> **EXERCISE BRIEF**
Swap "instance" for "occurrence" throughout the rows, and write out every line again with nothing else changed.

Source records:
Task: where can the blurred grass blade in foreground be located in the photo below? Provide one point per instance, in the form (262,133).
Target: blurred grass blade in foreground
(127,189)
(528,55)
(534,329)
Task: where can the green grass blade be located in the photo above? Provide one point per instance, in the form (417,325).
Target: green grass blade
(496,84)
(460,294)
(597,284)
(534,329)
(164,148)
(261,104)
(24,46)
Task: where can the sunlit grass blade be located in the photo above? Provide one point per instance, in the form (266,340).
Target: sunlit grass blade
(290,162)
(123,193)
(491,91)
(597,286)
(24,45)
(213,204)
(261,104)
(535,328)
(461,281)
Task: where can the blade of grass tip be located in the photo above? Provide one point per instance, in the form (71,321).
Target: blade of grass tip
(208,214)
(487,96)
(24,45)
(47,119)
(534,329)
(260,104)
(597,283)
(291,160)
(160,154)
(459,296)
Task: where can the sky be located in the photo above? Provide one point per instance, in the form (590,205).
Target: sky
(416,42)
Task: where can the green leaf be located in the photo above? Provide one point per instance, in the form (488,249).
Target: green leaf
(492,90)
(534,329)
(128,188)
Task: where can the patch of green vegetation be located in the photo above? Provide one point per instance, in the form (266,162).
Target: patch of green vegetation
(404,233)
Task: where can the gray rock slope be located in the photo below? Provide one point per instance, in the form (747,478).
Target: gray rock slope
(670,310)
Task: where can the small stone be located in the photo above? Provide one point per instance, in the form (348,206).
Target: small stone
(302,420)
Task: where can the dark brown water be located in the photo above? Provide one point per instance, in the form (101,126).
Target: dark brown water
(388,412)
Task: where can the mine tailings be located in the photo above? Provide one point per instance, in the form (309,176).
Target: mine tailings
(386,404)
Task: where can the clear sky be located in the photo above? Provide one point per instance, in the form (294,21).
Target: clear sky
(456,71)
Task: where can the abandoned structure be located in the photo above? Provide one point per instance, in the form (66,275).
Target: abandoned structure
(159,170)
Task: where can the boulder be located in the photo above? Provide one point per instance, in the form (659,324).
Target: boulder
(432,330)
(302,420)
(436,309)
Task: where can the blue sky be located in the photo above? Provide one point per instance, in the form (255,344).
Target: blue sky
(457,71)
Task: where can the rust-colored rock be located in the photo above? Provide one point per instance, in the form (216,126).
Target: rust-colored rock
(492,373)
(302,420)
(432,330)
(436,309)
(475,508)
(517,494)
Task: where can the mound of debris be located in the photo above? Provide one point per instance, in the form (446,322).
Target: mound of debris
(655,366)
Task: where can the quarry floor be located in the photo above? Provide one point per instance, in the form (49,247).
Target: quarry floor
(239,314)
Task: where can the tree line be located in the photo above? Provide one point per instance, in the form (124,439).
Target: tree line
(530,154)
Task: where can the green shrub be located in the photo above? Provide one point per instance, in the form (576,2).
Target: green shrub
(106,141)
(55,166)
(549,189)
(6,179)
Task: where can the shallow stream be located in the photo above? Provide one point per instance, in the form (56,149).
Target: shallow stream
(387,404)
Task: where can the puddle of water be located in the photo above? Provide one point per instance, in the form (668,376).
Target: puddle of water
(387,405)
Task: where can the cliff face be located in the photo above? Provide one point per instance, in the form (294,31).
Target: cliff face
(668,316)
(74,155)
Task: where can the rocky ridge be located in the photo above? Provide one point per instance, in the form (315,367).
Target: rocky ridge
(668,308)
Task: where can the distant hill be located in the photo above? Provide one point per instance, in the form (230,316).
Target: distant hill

> **ANSWER FOR THIS EXERCISE**
Task: where can the blurred grass blade in foreground be located in the photo below? Provide one point per occurrence, in the form (262,133).
Target: blurred grass blade in foreground
(127,189)
(528,55)
(534,329)
Task: where can the green grass blade be located in the photo above? Provide one point per occurrence, in the form (417,325).
Target: green grass blade
(496,84)
(460,294)
(597,284)
(534,329)
(164,148)
(261,104)
(24,46)
Task: where can the sunlit grass blade be located in the photo above? Provide one point per occurrence, in the form (266,340).
Target: sunlit grass blade
(290,162)
(123,193)
(491,91)
(597,286)
(24,45)
(213,204)
(261,104)
(535,328)
(461,281)
Task: where can the blade of grass tip be located in the photo above? Provide one point per occurrence, in the form (71,321).
Target: blade of grass tip
(208,214)
(487,96)
(24,45)
(47,119)
(534,329)
(260,104)
(597,283)
(291,160)
(160,154)
(459,296)
Task: where can the sky be located in the photo above? Provide one point per occurrence, in the form (590,205).
Target: sky
(416,42)
Task: where can the green leaf be located in the photo above? Provide one point per occurrence, in the form (488,249).
Target: green leaf
(492,90)
(534,329)
(128,188)
Task: where can the patch of green vegetation be located in the photo above? Provide one point per occurrence, in the form (266,162).
Target: patch of green vegetation
(404,233)
Task: where can the gray rock slope be located in the photo below? Provide one point per occurrence, in the form (747,478).
Target: gray rock slope
(670,310)
Task: where can the small stone be located in the photo above? Provide one point per occurrence, in the form (348,206).
Target: small stone
(302,420)
Task: where can the dark brown water be located in the photo above? Provide one point per occurrence, in the form (101,126).
Target: dark brown water
(388,412)
Task: where can the mine tailings be located in the photo above? Provide one point per occurrence, in the form (309,176).
Target: mine tailings
(386,404)
Task: where can the clear sky be located in the photo above? Provide one point per occurrence, in the form (294,21).
Target: clear sky
(456,71)
Task: where can the abandoned structure be located in the photo above? Provide one point per occurrence, in the form (66,275).
Target: abandoned structure
(159,170)
Task: where can the boulder be located in the photo above? Provide one point per occurrence, in the form (659,324).
Target: boulder
(432,330)
(302,420)
(436,309)
Task: where can the blue sky be located in the photo above? Provide one point per occurrence, in the form (255,344).
Target: blue sky
(457,71)
Task: where can the rust-colored rock be located in the photo above? Provide one point per occurrence, in the form (216,126).
Target: rust-colored rock
(492,373)
(302,420)
(432,330)
(436,309)
(475,508)
(517,494)
Task: where can the mound of debris be located in the photo above? Provide one point per occurrence, in the form (446,322).
Target: mound of debris
(655,366)
Task: where can the quarry floor be located in the photo above? Provide one point per occurrence, in the form (49,247).
Target: quarry floor
(239,314)
Task: where can the tree line be located in the photo above? Provide one point per occurrence, in the form (124,439).
Target: tree line
(530,154)
Task: where can the green shrub be located in the photo above? Provide one point per occurrence, in the form (576,2).
Target: green shrub
(106,141)
(55,166)
(549,189)
(6,179)
Task: where can the shallow stream be located in the photo above? Provide one point per occurrence, in the form (56,149).
Target: shallow stream
(387,404)
Task: where can the puddle of water be located in the photo above? Provide one point per occurrence, in the form (668,376).
Target: puddle of water
(387,405)
Task: where can the cliff face be located in the photo above? Provide one point per occurrence, in the form (294,31).
Target: cliff face
(668,316)
(74,155)
Task: where can the rocky ridge be located in the photo above? Provide one point per occurrence, in the form (315,367).
Target: rocky ridge
(668,308)
Task: where can the distant hill be located in the photo above? Provide one point per occurrence, in the form (230,316).
Target: distant hill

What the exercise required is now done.